Dr Amanda Patterson, Comtech Services
October 1, 2024

At a recent CIDM roundtable we discussed the role of metrics in technical communication. While many technical communication practitioners acknowledge the need and value of metrics, few are actually collecting and using metrics. Metrics allow tech comm teams to share their goals, successes, and progress to their shareholders, leaders, and cross-functional teams.

Measuring within tools

Several people at the roundtable discussed that one of the easiest ways to start collecting metrics is to use the in-tool analytics and metrics. For example, tools like [Zoomin] and DCatalog have built in analytics features that capture various metrics about your content’s performance. Each tool will have different metric measures; usually specializing on what the tool is designed for.

Another popular tool is Google analytics. Yes, you can get all the SEO and click-on types of metrics but for technical communication the group questioned the value of those clicks metrics. Given that most technical communicators are working on product documentation, how many times (or even ‘if’) a document is getting clicks or downloads does not provide clear direction on whether that content should exist. It might provide insight on:

  • how the customer journey is unfolding (the path people are taking to access the content)
  • how audiences are referring to your products (the use of synonyms or even common versus formal names and the like)

Parts of the exercise:
A: According to the metrics article, why did the roundtable group doubt that click metrics from Google Analytics are useful for technical communication? Answer in one to three sentences.
B: Reproduce the passage of the metrics article between "Another popular tool" and "access the content)", inclusive.
The lines that come next have nothing to do with the metrics article.

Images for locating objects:
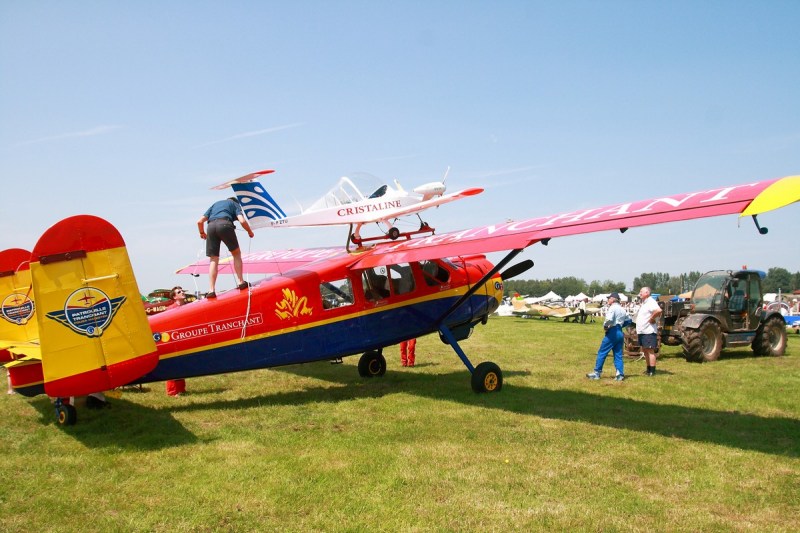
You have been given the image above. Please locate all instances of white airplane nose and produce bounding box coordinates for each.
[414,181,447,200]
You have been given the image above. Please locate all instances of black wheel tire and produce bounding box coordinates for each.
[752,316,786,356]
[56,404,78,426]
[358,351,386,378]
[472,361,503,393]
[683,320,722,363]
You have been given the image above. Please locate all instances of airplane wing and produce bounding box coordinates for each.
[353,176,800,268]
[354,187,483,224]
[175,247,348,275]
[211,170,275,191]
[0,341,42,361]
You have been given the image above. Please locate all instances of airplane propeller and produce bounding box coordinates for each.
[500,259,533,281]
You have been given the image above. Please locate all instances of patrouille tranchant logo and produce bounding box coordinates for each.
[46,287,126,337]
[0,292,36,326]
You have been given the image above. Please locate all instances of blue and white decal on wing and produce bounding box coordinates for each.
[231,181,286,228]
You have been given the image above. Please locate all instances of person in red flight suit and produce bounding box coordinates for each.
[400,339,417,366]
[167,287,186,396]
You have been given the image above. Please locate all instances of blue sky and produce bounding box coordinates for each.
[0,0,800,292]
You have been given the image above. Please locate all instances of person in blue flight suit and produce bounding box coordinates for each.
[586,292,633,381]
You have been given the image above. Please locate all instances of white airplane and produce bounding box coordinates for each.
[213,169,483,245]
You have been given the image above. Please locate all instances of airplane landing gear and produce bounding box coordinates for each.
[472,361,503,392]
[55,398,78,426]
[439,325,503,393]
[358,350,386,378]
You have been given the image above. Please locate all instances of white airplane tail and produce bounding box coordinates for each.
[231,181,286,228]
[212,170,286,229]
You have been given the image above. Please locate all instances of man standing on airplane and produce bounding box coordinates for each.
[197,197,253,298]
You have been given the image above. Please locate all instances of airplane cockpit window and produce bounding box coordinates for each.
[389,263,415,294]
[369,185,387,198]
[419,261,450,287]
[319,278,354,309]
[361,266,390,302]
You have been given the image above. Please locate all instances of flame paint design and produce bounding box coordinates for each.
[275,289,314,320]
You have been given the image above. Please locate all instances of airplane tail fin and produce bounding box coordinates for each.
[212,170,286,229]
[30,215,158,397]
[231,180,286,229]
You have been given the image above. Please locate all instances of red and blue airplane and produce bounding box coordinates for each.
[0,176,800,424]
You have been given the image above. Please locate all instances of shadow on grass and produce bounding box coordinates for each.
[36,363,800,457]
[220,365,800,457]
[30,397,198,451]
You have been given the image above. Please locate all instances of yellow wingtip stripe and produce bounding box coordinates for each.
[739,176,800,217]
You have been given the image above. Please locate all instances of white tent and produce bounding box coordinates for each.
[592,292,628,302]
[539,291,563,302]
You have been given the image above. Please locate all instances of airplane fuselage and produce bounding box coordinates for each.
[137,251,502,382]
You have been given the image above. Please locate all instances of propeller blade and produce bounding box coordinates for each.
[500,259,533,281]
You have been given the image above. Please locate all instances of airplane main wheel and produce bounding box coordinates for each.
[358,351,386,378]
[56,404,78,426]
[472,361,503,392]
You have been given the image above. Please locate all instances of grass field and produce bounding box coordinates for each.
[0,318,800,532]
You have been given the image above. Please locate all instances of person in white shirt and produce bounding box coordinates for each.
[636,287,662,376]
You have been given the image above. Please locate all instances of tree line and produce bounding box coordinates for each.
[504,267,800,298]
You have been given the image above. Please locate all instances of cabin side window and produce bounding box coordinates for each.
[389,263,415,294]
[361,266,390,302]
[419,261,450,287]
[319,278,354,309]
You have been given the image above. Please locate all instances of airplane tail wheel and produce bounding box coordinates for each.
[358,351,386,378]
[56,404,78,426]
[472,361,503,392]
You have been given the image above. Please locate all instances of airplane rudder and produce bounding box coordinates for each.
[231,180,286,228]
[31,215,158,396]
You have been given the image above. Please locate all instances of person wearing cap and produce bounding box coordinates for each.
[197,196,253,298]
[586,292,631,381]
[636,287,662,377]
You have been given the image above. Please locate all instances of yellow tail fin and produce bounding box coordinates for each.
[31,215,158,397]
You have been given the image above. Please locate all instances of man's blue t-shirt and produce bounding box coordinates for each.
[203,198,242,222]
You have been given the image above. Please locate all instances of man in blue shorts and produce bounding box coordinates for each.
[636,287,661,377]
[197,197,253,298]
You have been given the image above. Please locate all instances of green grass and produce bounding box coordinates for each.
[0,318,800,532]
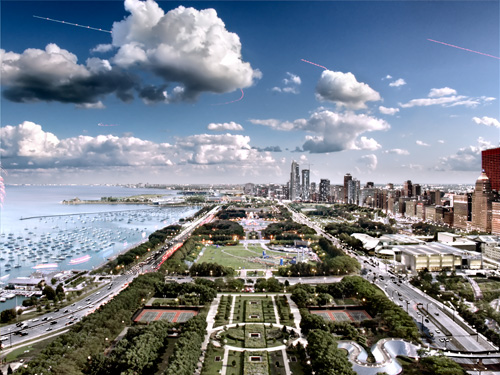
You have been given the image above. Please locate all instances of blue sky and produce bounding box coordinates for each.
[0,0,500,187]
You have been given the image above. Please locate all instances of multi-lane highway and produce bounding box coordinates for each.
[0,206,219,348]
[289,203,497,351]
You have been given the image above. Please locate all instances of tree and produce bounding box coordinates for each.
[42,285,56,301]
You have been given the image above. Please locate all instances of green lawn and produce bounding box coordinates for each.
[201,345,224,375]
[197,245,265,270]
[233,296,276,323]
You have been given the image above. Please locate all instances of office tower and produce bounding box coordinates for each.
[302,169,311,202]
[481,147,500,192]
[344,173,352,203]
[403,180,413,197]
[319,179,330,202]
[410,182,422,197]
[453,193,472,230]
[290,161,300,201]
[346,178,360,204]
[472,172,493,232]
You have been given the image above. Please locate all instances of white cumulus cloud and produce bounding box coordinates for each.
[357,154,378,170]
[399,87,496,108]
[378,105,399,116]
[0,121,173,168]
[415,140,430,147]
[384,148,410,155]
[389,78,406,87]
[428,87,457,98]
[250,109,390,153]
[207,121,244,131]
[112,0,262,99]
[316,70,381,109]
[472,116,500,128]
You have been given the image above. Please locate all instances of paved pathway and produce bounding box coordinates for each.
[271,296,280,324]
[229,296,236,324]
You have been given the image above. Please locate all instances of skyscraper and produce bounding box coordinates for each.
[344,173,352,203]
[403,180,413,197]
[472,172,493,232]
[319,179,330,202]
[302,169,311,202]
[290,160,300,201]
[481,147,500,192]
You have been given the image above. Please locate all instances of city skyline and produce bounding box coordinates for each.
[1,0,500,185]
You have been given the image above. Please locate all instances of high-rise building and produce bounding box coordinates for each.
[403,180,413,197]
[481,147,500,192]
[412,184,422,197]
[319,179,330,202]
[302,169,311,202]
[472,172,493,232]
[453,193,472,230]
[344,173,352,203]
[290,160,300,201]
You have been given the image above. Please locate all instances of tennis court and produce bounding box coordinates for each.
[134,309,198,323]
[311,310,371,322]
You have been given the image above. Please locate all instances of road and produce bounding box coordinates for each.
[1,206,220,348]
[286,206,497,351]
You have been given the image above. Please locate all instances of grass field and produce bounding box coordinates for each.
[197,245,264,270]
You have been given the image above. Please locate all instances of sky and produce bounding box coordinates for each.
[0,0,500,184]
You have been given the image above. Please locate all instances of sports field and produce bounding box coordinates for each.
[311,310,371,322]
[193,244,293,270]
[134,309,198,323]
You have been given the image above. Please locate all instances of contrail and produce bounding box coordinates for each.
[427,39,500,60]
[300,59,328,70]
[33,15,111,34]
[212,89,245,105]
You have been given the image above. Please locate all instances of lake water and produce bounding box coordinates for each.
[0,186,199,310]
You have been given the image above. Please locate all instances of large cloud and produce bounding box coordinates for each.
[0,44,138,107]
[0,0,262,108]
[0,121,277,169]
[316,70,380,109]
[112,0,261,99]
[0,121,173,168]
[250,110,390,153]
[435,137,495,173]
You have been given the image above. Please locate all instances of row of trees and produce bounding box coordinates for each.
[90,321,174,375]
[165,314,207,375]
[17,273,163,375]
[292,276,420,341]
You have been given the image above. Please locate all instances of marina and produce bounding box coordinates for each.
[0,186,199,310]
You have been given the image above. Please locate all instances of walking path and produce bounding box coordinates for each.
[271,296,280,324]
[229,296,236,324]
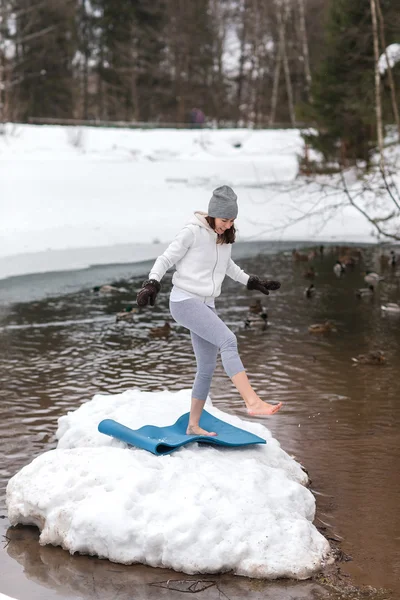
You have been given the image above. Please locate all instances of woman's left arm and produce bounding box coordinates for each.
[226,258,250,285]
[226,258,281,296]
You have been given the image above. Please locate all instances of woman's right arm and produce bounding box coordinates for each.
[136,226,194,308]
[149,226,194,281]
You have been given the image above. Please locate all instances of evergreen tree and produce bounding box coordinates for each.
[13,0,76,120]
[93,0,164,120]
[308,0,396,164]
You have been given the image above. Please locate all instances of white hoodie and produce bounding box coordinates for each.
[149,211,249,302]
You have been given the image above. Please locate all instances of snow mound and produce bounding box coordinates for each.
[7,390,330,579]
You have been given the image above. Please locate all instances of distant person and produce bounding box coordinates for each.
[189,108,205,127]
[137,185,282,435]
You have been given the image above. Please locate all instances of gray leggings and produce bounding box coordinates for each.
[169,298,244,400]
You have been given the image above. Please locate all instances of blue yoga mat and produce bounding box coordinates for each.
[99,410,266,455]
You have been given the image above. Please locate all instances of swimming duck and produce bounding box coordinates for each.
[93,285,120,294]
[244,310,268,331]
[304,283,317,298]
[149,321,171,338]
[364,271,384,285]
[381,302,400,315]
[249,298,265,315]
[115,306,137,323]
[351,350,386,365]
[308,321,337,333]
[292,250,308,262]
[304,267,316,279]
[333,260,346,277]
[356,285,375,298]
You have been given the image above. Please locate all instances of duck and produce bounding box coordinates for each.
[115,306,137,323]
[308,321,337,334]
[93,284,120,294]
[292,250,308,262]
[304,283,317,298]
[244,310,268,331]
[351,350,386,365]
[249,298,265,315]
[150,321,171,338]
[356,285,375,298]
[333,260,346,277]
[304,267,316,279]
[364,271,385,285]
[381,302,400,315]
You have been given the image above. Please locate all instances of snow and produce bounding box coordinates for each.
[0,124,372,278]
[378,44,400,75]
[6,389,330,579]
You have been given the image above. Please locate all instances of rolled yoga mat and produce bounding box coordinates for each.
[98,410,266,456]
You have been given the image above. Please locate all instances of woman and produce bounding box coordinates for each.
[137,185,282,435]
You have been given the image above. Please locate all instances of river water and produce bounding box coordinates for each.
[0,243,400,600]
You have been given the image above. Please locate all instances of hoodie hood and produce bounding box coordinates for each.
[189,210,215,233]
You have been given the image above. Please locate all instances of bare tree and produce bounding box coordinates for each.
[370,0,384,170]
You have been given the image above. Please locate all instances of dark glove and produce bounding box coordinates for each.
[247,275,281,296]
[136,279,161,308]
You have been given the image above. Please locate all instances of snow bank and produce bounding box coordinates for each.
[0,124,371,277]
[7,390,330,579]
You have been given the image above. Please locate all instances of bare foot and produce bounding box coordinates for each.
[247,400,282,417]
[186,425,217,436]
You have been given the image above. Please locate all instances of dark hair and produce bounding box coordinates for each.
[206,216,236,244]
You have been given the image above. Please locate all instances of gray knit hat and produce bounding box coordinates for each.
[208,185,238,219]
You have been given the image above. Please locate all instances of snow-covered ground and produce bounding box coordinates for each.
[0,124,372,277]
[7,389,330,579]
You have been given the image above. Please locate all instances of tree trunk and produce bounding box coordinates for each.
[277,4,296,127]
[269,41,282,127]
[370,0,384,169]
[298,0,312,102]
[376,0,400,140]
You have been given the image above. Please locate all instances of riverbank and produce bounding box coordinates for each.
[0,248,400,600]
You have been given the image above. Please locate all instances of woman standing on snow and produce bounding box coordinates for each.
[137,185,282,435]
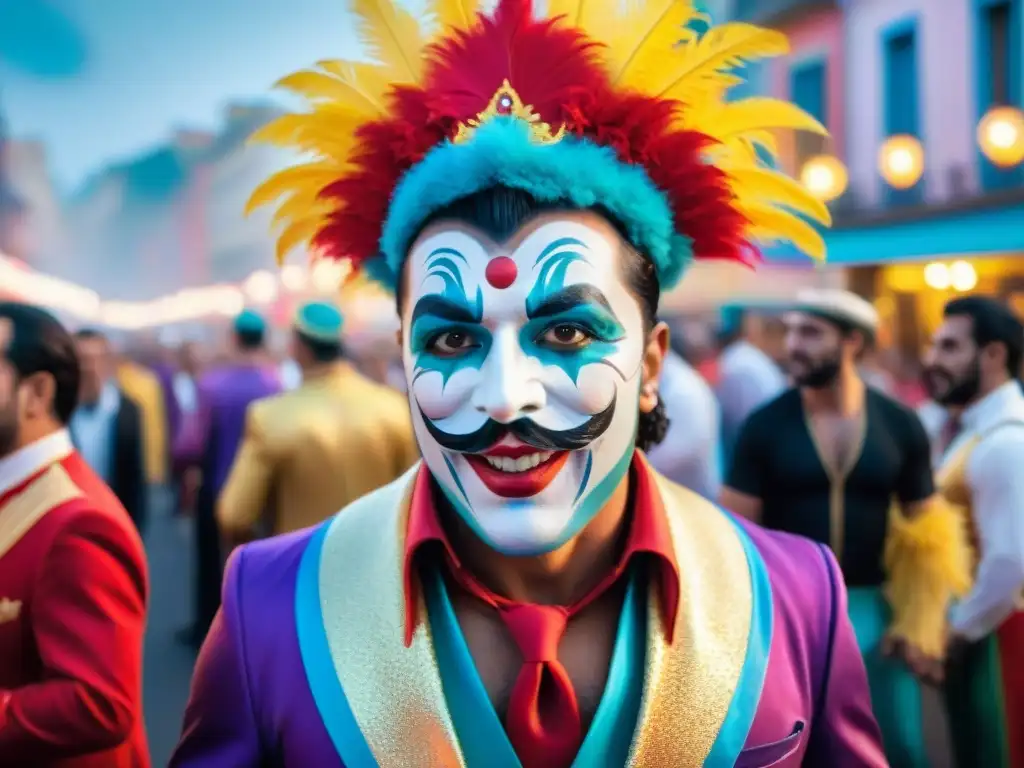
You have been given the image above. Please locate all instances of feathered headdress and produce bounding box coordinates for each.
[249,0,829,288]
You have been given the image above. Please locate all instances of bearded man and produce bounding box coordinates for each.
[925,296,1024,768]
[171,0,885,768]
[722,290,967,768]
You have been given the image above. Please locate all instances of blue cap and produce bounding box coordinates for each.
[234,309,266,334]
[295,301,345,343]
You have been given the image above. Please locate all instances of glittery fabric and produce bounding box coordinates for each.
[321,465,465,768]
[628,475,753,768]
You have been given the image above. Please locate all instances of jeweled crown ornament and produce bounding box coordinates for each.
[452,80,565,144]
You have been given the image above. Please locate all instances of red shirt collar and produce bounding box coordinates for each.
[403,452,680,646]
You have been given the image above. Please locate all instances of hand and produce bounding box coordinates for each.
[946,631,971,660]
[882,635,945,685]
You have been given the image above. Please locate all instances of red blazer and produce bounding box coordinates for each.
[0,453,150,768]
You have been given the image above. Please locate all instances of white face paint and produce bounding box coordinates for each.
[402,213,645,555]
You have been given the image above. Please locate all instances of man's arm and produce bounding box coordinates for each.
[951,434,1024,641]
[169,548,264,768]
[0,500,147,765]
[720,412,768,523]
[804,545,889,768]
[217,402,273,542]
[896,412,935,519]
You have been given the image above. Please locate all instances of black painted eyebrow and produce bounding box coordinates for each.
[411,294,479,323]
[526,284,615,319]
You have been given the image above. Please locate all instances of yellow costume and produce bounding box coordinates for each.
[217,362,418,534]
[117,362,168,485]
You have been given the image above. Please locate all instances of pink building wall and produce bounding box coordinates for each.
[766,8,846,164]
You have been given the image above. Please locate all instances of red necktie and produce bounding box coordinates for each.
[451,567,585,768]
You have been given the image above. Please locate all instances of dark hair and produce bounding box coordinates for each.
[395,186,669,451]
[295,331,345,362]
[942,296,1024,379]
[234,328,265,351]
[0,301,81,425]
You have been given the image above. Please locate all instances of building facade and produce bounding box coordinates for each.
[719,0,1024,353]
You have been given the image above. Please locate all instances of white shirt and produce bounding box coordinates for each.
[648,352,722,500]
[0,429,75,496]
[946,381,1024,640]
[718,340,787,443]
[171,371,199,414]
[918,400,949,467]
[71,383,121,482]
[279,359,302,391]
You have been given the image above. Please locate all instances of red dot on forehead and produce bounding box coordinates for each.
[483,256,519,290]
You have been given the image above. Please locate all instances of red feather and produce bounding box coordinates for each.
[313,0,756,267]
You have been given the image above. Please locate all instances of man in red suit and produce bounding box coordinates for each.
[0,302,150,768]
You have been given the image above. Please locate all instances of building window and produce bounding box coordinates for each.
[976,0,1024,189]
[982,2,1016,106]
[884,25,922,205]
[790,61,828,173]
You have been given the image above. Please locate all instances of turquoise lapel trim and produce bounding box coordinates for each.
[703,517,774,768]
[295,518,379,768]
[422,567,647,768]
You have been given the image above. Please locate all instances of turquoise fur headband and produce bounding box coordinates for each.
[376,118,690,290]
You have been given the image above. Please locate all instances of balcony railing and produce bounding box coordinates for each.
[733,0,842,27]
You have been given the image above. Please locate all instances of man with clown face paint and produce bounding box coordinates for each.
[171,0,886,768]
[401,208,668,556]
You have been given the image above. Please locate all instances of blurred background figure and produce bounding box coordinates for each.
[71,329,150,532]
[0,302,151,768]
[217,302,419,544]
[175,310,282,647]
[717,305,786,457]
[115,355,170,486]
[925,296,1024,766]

Results of the exercise:
A: Most technical communicators work on product documentation. For that content, the number of clicks or downloads a document gets, or whether it gets any, gives no clear direction on whether the content should exist.

B:
Another popular tool is Google analytics. Yes, you can get all the SEO and click-on types of metrics but for technical communication the group questioned the value of those clicks metrics. Given that most technical communicators are working on product documentation, how many times (or even ‘if’) a document is getting clicks or downloads does not provide clear direction on whether that content should exist. It might provide insight on:

  • how the customer journey is unfolding (the path people are taking to access the content)